§ **Task details**
In the court opinion excerpt, where was the plaintiff when the elevator collapsed?

We now turn our attention to plaintiff's contention that he is entitled to no-fault benefits pursuant to MCL 500.3106(1)(c); MSA 24.13106(1)(c). The undisputed facts show that plaintiff had left the cab of the truck and had walked to the rear of the vehicle when the elevator collapsed. At the point of the mishap, the process of alighting from the vehicle had been completed. At most, the facts show a fortuitous or incidental causal connection to the parked truck which is insufficient to support an award of no-fault benefits. See, inter alia, King v Aetna Casualty & Surety Co, 118 Mich. App. 648; 325 NW2d 528 (1982) (No recovery where plaintiff slipped on ice and injured himself while reaching to unlock car door after returning from grocery shopping), Block v Citizens Ins Co of America, 111 Mich. App. 106; 314 NW2d 536 (1981) (No recovery where plaintiff, after delivering goods and returning to the van she was operating, was injured when she slipped on the ice and came to rest under the vehicle), A & G Associates, Inc v Michigan Mutual Ins Co, 110 Mich. App. 293; 312 NW2d 235 (1981) (Defendant no-fault insurer had no duty *608 to defend action brought against plaintiff taxi company by a passenger assaulted by one of plaintiff's drivers immediately after exiting from the cab because none of the passenger's theories of liability even arguably came within the ambit of plaintiff's no-fault policy).

§ **Dataset entries**
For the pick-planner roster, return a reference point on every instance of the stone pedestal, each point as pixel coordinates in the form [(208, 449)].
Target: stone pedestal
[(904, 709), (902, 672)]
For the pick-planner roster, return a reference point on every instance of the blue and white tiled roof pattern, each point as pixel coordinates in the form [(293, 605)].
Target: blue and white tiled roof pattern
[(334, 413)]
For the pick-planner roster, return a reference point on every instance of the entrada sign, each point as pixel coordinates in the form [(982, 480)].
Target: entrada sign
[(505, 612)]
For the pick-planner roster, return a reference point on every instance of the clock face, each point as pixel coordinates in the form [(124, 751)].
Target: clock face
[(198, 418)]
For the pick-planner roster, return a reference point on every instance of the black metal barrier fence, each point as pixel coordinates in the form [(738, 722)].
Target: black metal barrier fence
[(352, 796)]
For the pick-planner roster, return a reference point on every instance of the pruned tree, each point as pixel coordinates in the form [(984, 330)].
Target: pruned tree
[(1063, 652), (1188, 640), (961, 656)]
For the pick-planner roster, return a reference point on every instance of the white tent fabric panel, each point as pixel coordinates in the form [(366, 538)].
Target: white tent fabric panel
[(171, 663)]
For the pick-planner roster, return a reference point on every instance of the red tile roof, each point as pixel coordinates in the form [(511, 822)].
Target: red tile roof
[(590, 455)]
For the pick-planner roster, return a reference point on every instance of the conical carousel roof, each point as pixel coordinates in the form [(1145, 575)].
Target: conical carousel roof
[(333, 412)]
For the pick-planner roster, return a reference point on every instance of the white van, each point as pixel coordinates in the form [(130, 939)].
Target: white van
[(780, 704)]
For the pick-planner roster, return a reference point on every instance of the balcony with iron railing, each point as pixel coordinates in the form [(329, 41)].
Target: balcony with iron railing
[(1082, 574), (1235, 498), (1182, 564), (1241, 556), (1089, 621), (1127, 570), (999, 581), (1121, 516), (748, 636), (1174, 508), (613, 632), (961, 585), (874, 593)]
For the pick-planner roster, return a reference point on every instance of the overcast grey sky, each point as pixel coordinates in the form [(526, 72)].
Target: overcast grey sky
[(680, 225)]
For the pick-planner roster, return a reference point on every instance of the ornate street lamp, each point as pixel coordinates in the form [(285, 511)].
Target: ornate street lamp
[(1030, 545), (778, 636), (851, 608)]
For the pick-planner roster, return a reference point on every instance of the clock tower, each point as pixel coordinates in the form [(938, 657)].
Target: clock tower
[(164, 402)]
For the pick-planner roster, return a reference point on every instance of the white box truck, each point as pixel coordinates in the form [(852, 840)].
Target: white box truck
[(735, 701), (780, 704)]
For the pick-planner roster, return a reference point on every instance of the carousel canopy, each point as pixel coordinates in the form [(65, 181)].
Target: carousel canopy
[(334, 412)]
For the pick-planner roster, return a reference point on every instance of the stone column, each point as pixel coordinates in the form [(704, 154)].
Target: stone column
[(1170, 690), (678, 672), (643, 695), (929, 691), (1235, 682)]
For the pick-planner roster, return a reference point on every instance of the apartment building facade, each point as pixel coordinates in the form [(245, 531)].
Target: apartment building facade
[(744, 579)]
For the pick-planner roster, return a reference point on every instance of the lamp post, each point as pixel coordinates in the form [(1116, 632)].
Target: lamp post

§ **Worked solution**
He had left the cab of the truck and walked to the rear of the vehicle.